# Required work
Rewrite every one of the lines below with "The service" changed to "The system" wherever it occurs, keeping everything else the same and leaving out the pictures.

(Lines from a pointing dataset)
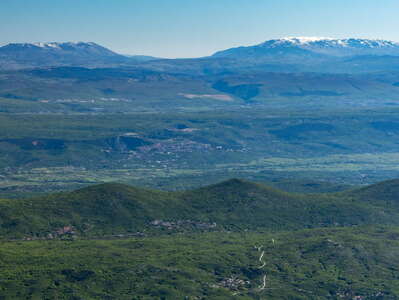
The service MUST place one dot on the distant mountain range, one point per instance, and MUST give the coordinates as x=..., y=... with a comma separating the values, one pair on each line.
x=297, y=54
x=315, y=47
x=22, y=55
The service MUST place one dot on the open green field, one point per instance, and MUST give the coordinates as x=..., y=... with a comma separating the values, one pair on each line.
x=49, y=152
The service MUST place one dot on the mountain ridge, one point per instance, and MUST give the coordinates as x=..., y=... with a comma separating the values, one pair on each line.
x=233, y=205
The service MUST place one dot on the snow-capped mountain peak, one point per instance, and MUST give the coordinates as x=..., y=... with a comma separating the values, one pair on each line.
x=320, y=42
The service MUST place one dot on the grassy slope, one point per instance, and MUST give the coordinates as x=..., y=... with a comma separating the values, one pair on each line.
x=311, y=264
x=233, y=204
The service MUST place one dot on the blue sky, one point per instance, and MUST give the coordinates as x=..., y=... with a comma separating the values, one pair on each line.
x=192, y=28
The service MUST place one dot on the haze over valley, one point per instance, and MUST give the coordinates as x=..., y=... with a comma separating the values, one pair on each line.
x=199, y=150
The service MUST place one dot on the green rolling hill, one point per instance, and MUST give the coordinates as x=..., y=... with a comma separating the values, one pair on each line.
x=236, y=205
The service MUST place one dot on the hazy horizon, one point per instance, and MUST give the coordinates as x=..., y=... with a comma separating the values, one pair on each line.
x=184, y=29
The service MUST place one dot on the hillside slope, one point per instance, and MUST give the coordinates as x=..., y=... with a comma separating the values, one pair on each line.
x=350, y=263
x=234, y=205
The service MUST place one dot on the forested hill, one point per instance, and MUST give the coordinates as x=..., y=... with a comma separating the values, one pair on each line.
x=110, y=209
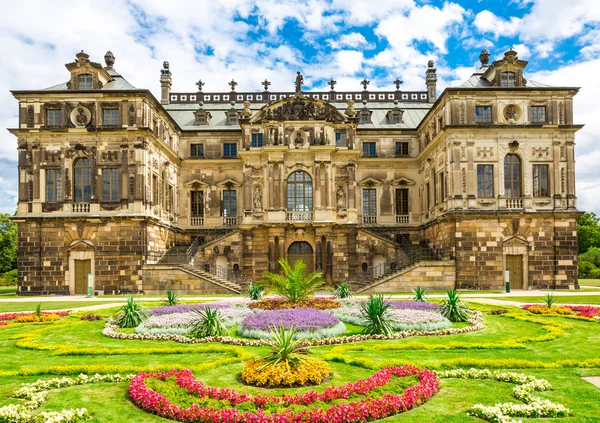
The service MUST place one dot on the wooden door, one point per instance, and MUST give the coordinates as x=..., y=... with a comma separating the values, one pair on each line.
x=515, y=264
x=82, y=268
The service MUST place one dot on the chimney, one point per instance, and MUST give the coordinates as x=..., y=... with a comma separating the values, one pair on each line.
x=430, y=81
x=165, y=83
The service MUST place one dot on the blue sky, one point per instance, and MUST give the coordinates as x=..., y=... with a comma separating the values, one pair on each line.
x=346, y=40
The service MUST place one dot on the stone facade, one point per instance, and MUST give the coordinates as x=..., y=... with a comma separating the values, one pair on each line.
x=386, y=189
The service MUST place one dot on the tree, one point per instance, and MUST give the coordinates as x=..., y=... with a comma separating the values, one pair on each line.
x=8, y=243
x=588, y=231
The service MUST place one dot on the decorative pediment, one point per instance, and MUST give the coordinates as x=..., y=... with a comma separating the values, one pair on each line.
x=370, y=182
x=298, y=108
x=229, y=183
x=402, y=181
x=195, y=184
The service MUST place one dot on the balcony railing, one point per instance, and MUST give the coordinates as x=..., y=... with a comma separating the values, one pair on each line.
x=299, y=216
x=514, y=203
x=402, y=218
x=197, y=221
x=81, y=207
x=368, y=219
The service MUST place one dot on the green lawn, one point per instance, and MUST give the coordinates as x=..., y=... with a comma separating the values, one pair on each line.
x=110, y=403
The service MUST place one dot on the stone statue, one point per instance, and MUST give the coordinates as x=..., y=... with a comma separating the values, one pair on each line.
x=341, y=198
x=257, y=198
x=299, y=82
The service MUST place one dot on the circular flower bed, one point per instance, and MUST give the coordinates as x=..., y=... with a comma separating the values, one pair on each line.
x=283, y=304
x=352, y=402
x=310, y=323
x=306, y=372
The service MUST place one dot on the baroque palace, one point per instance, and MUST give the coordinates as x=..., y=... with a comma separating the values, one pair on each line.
x=204, y=191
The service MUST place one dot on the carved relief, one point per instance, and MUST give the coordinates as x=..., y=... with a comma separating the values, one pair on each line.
x=485, y=152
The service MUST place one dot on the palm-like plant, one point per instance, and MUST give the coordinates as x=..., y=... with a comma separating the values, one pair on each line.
x=208, y=323
x=131, y=314
x=284, y=348
x=172, y=299
x=255, y=292
x=375, y=313
x=293, y=284
x=343, y=291
x=549, y=300
x=419, y=294
x=454, y=309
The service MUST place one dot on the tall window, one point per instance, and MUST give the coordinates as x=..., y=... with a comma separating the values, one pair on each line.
x=256, y=140
x=512, y=176
x=507, y=79
x=483, y=114
x=340, y=139
x=402, y=201
x=230, y=150
x=369, y=202
x=110, y=117
x=300, y=192
x=538, y=113
x=53, y=185
x=541, y=188
x=82, y=188
x=54, y=117
x=402, y=149
x=197, y=203
x=84, y=82
x=110, y=184
x=485, y=181
x=229, y=203
x=196, y=150
x=369, y=149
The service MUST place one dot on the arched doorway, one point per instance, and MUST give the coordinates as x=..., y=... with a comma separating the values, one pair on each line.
x=301, y=250
x=378, y=266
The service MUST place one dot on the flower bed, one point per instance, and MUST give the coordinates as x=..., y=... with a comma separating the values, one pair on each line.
x=35, y=394
x=364, y=409
x=178, y=323
x=185, y=308
x=401, y=319
x=306, y=372
x=309, y=322
x=283, y=304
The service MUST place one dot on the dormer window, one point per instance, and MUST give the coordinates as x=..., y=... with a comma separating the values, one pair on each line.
x=507, y=79
x=84, y=82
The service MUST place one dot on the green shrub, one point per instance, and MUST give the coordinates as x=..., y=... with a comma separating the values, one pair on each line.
x=131, y=314
x=208, y=323
x=419, y=294
x=172, y=299
x=453, y=308
x=375, y=312
x=293, y=285
x=255, y=292
x=343, y=291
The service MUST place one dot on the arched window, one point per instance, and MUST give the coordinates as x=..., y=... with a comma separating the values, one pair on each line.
x=82, y=188
x=512, y=176
x=299, y=192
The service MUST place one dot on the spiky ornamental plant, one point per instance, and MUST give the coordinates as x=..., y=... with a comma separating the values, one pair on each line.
x=284, y=348
x=293, y=284
x=172, y=299
x=131, y=314
x=343, y=291
x=549, y=300
x=255, y=292
x=419, y=294
x=209, y=322
x=453, y=308
x=375, y=313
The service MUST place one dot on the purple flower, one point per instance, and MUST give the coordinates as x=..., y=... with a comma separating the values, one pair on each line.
x=184, y=308
x=304, y=319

# Written response
The system MUST place one dot on the distant mountain range, one point per instance, and MUST give the coordinates as x=..., y=... with a comma separating the values, one pair on each line.
x=297, y=54
x=315, y=47
x=22, y=55
The system MUST place one dot on the open green field, one point per instance, and MUST give the coordinates as x=..., y=... with a comma separating the values, one pair on each line.
x=49, y=152
The system MUST place one dot on the mountain ridge, one point per instance, and MUST give the coordinates as x=..., y=... with a comma separating the values, one pair on each line.
x=233, y=205
The system MUST place one dot on the snow-capped mountain peak, one point per instance, and MUST give the coordinates as x=..., y=... with a comma separating the values, one pair on each line.
x=320, y=42
The system MUST place one dot on the grassy slope, one point per instance, and MUST give the coordinates as x=..., y=... with a comma separating the values, one pair on each line.
x=311, y=264
x=233, y=204
The system MUST place one dot on the blue sky, one point per instance, and MUST give the coordinates as x=..., y=... with a comma separating the values, one pair on each line.
x=192, y=28
The system MUST place one dot on the haze over valley, one point per instance, and MUST give the coordinates as x=..., y=... with a comma separating the values, one pair on each line.
x=199, y=150
The system MUST place one dot on the green rolling hill, one point per instance, and MUST give the coordinates as x=..., y=... with a comma separating the values, one pair on each line.
x=236, y=205
The system MUST place one dot on the hazy horizon, one point per instance, and MUST give the coordinates as x=..., y=... with a comma separating the values, one pair on each line.
x=184, y=29
The system MUST place one dot on the hillside slope, one point per instance, and MUST give the coordinates as x=..., y=... with a comma separating the values, one pair on each line.
x=350, y=263
x=234, y=205
The system MUST place one dot on the forested hill, one point per instance, and MUST give the coordinates as x=..., y=... with a comma separating the values, one pair on each line.
x=110, y=209
The system MUST place one dot on the wooden door, one point per instance, and MUST give the coordinates as x=..., y=... with a comma separating the values, one pair on each line.
x=515, y=264
x=82, y=268
The system MUST place one dot on the chimney, one point per instance, and MUST give the coordinates as x=..., y=... with a comma separating the values, one pair on each line.
x=430, y=81
x=165, y=83
The system MUST place one dot on the blue sky, one point per instance, and MUST give the coordinates as x=..., y=... with a comma separating the values, one pair on each line.
x=346, y=40
The system MUST place one dot on the stone facade, one point per instance, and MUST give the coordinates as x=..., y=... with a comma separating the values, one pair on each line.
x=386, y=189
The system MUST place one dot on the tree, one point per instance, and MUST give the coordinates as x=..., y=... with a comma separating the values, one pair on each line.
x=8, y=243
x=588, y=231
The system MUST place one dot on the decorative pediment, one point per instance, and MUST give the coordinates as x=..., y=... with a comma separating the values, one pair on each line.
x=370, y=182
x=298, y=108
x=229, y=183
x=402, y=181
x=195, y=184
The system MUST place one dot on the balcony railing, one point per instance, and MUST give the coordinates as x=..., y=... with a comma separating the values, one pair on each line.
x=299, y=216
x=514, y=203
x=402, y=218
x=197, y=221
x=81, y=207
x=368, y=219
The system MUST place one dot on the green lawn, one point per instance, and MUST give the coordinates as x=..., y=... with a comma separating the values, one pair on each line.
x=110, y=403
The system MUST place one dot on the stone statue, one point per instance, and MUST give the coordinates as x=..., y=... with a comma separating the values, one pair on each line.
x=341, y=198
x=257, y=198
x=299, y=82
The system MUST place one dot on the circular flower bed, one point per instance, and MUST give the coordinates as x=..., y=... with a comma separating the values, one pair on each line.
x=283, y=304
x=352, y=402
x=310, y=323
x=306, y=372
The system MUST place one dot on the baroque palace, one point per instance, and MUST give the coordinates as x=..., y=... with a comma separating the values, one pair on each line.
x=204, y=191
The system MUST place one dot on the carved relief, one point per instance, and MUST give the coordinates as x=..., y=... with a comma separating the values, one pair on each line.
x=485, y=152
The system MUST place one dot on the palm-like plant, one point per instance, and MUST give the coordinates as x=..., y=... with a comma separating the values, one pair on each line.
x=208, y=323
x=131, y=314
x=284, y=348
x=172, y=299
x=255, y=292
x=375, y=313
x=293, y=284
x=343, y=291
x=549, y=300
x=419, y=294
x=454, y=309
The system MUST place one dot on the tall window, one point per instance, and MUST give the coordinates as x=..., y=... with a comma separating the values, one pair on each line.
x=256, y=140
x=512, y=176
x=507, y=79
x=483, y=114
x=340, y=139
x=402, y=201
x=230, y=150
x=369, y=202
x=110, y=117
x=300, y=192
x=538, y=113
x=53, y=185
x=541, y=188
x=82, y=188
x=54, y=117
x=402, y=149
x=197, y=203
x=84, y=82
x=110, y=184
x=485, y=181
x=229, y=203
x=196, y=150
x=369, y=149
The system MUST place one dot on the arched doorway, one point per instance, and MUST give the coordinates as x=..., y=... with a comma separating the values, one pair on each line.
x=301, y=250
x=378, y=266
The system MUST place one dot on the flower bed, one point per instance, and MUST give the coordinates as x=..., y=... with a comma separating the values, one pair on each line.
x=35, y=394
x=364, y=409
x=178, y=323
x=185, y=308
x=401, y=319
x=306, y=372
x=309, y=322
x=283, y=304
The system MUST place one dot on the dormer window, one point per instance, and MUST give the coordinates as x=..., y=... with a comma separating the values, one pair on each line.
x=507, y=79
x=84, y=82
The system MUST place one dot on the green shrub, one point per instance, and MUST give the coordinates as x=..., y=... with a comma separating the values, one pair on each line.
x=131, y=314
x=208, y=323
x=419, y=294
x=172, y=299
x=453, y=308
x=375, y=312
x=293, y=285
x=255, y=292
x=343, y=291
The system MUST place one dot on the arched window, one point per instance, and MUST give the coordinates as x=..., y=... with a comma separating the values, one pair on each line.
x=82, y=188
x=512, y=176
x=299, y=192
The system MUST place one dot on the spiky ornamental plant, one point per instance, and MUST give the coordinates as x=..., y=... with a comma separating the values, one pair on each line.
x=284, y=348
x=293, y=284
x=172, y=299
x=131, y=314
x=343, y=291
x=549, y=300
x=255, y=292
x=419, y=294
x=209, y=322
x=453, y=308
x=375, y=313
The system MUST place one dot on the purple flower, one point per instance, and MUST give the coordinates as x=..., y=... with a comma separating the values, one pair on each line.
x=184, y=308
x=304, y=319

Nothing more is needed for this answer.